● **Exercise objective**:
Using the records below, count the lines containing "grass" and give only the total.

[Records from a data source]
▶
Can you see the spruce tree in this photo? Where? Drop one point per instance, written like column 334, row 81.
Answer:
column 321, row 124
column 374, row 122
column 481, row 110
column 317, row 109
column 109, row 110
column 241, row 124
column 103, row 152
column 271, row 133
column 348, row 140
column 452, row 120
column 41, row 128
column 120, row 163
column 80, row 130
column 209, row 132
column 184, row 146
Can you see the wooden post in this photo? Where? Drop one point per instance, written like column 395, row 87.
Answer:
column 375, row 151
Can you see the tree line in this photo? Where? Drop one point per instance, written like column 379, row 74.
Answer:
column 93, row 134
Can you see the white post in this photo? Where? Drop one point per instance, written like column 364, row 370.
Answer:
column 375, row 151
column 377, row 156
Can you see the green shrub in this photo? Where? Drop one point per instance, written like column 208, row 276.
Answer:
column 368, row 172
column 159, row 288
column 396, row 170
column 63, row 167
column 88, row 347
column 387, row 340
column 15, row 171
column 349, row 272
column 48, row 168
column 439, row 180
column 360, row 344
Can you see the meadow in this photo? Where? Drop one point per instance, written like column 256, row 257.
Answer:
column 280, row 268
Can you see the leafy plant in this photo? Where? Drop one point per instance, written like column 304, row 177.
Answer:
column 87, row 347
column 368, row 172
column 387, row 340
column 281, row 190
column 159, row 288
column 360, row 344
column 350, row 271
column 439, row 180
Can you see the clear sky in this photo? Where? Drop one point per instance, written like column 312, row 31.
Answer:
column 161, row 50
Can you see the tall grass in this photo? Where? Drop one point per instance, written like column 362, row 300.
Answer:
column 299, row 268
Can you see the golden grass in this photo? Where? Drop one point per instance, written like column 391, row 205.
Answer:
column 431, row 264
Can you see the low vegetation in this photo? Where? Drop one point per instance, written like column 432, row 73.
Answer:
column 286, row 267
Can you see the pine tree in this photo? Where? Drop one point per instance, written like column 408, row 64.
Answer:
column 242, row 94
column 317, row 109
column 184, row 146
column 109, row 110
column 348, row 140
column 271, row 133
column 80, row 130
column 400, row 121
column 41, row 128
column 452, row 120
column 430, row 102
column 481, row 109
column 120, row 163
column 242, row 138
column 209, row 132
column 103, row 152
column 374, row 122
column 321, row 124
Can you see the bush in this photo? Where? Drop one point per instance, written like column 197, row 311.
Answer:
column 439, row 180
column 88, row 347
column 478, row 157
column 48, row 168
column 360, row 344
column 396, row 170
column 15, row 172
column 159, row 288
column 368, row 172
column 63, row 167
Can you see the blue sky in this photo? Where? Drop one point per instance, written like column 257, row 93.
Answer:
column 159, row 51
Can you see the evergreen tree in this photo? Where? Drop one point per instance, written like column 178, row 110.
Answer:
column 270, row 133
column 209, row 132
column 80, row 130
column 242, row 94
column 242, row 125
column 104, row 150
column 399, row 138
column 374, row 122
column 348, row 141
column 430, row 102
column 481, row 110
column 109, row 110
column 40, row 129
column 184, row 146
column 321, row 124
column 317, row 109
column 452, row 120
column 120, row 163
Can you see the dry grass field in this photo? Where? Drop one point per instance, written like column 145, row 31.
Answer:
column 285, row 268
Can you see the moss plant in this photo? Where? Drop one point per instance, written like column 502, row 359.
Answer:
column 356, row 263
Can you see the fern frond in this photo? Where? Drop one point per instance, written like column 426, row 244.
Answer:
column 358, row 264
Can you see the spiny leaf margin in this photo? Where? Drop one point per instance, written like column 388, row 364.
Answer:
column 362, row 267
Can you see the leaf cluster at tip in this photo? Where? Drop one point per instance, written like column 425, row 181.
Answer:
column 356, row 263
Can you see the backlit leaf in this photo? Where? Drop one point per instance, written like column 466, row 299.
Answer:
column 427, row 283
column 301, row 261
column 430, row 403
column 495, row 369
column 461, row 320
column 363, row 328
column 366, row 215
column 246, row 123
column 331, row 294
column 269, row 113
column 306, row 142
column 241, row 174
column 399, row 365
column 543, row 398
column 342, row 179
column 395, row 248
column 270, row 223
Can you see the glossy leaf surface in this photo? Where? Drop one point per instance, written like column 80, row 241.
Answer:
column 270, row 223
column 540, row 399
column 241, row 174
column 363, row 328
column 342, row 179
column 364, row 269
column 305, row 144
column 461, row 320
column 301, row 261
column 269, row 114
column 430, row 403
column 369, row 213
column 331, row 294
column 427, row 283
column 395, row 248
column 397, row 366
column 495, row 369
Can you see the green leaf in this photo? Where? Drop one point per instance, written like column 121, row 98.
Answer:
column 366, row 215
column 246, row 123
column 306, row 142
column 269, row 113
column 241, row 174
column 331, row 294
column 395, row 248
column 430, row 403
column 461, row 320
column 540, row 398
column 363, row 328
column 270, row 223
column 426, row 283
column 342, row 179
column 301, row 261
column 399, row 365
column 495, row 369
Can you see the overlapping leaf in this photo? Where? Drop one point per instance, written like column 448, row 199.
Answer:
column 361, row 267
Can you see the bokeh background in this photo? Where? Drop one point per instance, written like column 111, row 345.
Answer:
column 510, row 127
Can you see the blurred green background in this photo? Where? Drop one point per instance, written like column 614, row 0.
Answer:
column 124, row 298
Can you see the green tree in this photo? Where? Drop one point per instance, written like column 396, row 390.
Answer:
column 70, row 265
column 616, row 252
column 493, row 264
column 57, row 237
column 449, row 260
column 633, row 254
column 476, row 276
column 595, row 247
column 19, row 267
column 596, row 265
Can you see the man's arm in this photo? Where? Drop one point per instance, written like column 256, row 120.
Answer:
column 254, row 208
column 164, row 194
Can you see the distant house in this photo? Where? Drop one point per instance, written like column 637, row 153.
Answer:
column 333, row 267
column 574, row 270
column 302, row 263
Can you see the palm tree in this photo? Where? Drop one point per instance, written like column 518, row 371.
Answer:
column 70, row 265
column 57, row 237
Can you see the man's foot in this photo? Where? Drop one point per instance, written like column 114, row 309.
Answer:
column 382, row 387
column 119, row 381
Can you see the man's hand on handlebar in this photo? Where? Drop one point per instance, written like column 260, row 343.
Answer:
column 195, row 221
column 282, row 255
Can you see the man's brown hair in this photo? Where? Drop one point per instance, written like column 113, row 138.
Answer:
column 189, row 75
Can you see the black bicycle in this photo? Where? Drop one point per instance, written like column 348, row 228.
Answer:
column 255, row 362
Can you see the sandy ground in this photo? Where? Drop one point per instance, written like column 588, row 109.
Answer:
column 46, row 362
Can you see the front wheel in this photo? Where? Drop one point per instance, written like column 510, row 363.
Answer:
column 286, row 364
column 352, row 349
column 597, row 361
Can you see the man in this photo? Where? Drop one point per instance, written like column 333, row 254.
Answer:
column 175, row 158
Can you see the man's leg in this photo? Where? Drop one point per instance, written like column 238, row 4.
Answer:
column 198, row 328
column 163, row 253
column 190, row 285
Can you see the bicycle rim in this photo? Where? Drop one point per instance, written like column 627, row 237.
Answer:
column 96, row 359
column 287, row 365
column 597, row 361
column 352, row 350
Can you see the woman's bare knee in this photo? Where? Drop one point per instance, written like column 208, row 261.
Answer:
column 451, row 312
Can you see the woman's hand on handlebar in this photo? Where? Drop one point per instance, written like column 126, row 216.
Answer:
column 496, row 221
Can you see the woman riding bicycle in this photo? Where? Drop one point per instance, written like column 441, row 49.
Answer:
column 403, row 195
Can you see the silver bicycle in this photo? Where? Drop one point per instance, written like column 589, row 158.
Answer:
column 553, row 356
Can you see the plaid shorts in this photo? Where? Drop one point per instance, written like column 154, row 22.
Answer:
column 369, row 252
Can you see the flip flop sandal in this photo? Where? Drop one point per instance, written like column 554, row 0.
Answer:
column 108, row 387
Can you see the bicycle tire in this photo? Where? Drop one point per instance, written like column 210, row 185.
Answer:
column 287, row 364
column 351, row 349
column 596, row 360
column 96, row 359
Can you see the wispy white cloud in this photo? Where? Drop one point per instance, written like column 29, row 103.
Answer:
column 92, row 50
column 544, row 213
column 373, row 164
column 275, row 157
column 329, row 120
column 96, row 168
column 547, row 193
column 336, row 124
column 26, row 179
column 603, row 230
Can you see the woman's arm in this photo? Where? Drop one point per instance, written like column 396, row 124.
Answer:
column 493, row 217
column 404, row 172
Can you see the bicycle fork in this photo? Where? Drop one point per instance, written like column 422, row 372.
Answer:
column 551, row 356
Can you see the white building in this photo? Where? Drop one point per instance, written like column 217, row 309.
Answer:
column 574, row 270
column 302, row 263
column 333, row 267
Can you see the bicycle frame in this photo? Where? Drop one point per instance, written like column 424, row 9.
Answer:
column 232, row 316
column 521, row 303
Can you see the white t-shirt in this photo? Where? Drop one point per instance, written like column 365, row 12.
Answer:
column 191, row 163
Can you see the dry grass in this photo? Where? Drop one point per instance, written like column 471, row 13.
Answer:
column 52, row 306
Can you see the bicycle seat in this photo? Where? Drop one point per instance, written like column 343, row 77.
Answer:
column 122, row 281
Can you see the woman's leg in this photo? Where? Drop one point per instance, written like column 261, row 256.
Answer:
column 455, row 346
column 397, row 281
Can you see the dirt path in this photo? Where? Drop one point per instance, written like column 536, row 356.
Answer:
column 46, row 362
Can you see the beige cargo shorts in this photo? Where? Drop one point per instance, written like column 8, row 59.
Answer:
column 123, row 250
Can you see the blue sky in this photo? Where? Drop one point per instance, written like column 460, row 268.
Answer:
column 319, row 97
◀
● **Answer area**:
4